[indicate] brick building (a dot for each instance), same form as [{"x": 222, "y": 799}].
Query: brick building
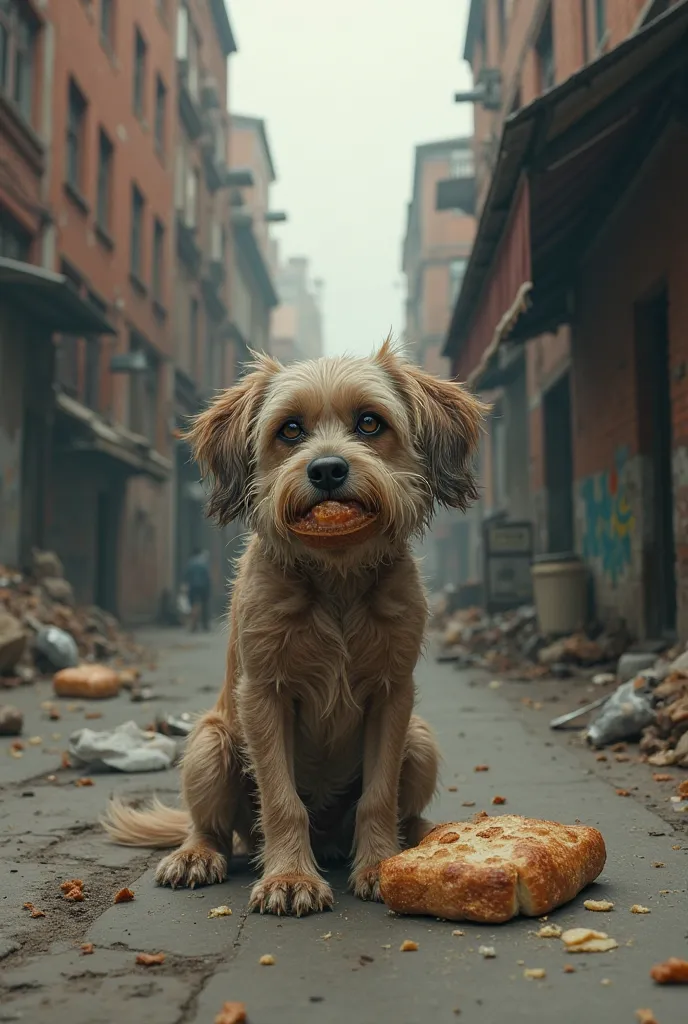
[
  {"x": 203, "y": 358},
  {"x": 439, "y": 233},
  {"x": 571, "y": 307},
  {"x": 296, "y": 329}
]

[What the task requires] A word-for-word transcription of the listing is needed, minus its images.

[Answer space]
[indicate] brick building (a dot for each instance), same form as [{"x": 222, "y": 799}].
Query: brick building
[
  {"x": 203, "y": 358},
  {"x": 439, "y": 233},
  {"x": 571, "y": 307},
  {"x": 296, "y": 329}
]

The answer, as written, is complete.